--- РАБОЧЕЕ ЗАДАНИЕ 1 ---
Перечислите все детали и перипетии сюжета, которые, согласно фрагменту, невольно толкают Ивлева к заезду в усадьбу Хвощинского.
--- РАБОЧЕЕ ЗАДАНИЕ 2 ---
Выпишите из фрагмента всё, начиная со слов «Из этого поневоле» и вплоть до слов «тему треугольности любви.».
--- РАБОЧЕЕ ЗАДАНИЕ 3 ---
По какому принципу, согласно фрагменту, построен сюжет?

--- ПРЕДЛОЖЕННЫЙ ТЕКСТ ---
***

Сюжет построен по принципу воронки, постепенно засасывающей Ивлева с ее периферии в практически полую ее середину – непонятную страсть Хвощинского к ничем не замечательной Лушке.
Все детали и перипетии сюжета – намерения возницы, слова посещаемой по дороге графини, воспоминания Ивлева о собственной ранней увлеченности образом странной любви Хвощинского к Лушке, готовность их сына продать Ивлеву библиотеку отца, наконец, сама скромная книжная полка Хвощинского и в особенности смешная, столетней давности книжка “Грамматика любви” и дешевенькие бусы Лушки (“эти шарики, некогда лежавшие на шее той, которой суждено было быть столь любимой и чей смутный образ уже не мог не быть прекрасным…”) – невольно толкают Ивлева к заезду в усадьбу Хвощинского, посещению его, ныне нежилой, части дома, к физическому и символическому проникновению в святая святых былой любви двух покойников и контакту с ее реликвиями. В результате Ивлев заражается сильнейшими токами этой любви: “И такое волнение овладело им при взгляде на эти шарики <…> что зарябило в глазах от сердцебиения”. Покидая усадьбу Хвощинского с купленной “за дорогую цену” книжечкой, Ивлев поглощен мыслями о Лушке: “«Вошла она навсегда в мою жизнь!» – подумал он”.
Из этого поневоле краткого пересказа хорошо видно, что центральной темой рассказа является вовлечение сугубо постороннего третьего в любовь двоих – несмотря на то, что сама она никак на это направлена не была, была совершенно необъяснимой, имела место в ином хронотопе (в прошлом, в далеком поместье), да и обстоятельства втягивания (плохая погода, неприятный возница, нескладный сын Хвощинского и Лушки, и т. д.) не особенно к нему располагали. Перед нами еще одна, очень отличная, но тем более красноречивая, вариация на выявленную тему треугольности любви.

***

--- ИСХОДНЫЕ ДАННЫЕ ---
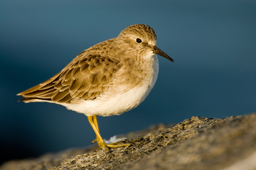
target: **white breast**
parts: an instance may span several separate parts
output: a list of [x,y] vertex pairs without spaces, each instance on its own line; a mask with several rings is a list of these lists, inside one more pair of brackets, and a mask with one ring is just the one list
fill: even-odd
[[157,79],[158,71],[157,57],[155,55],[151,57],[153,64],[149,70],[148,77],[143,80],[142,85],[114,94],[107,92],[93,100],[84,100],[77,98],[73,100],[72,104],[60,104],[68,109],[83,113],[87,116],[120,115],[135,107],[148,96]]

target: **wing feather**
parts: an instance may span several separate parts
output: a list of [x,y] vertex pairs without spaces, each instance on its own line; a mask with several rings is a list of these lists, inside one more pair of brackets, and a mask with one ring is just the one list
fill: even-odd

***

--- ОТВЕТ К УПРАЖНЕНИЮ 1 ---
1. Намерения возницы.
2. Слова посещаемой по дороге графини.
3. Воспоминания Ивлева о собственной ранней увлеченности образом странной любви Хвощинского к Лушке.
4. Готовность их сына продать Ивлеву библиотеку отца.
5. Скромная книжная полка Хвощинского.
6. Смешная, столетней давности книжка «Грамматика любви».
7. Дешевенькие бусы Лушки.

--- ОТВЕТ К УПРАЖНЕНИЮ 2 ---
Из этого поневоле краткого пересказа хорошо видно, что центральной темой рассказа является вовлечение сугубо постороннего третьего в любовь двоих – несмотря на то, что сама она никак на это направлена не была, была совершенно необъяснимой, имела место в ином хронотопе (в прошлом, в далеком поместье), да и обстоятельства втягивания (плохая погода, неприятный возница, нескладный сын Хвощинского и Лушки, и т. д.) не особенно к нему располагали. Перед нами еще одна, очень отличная, но тем более красноречивая, вариация на выявленную тему треугольности любви.

--- ОТВЕТ К УПРАЖНЕНИЮ 3 ---
По принципу воронки, постепенно засасывающей Ивлева с ее периферии в практически полую ее середину.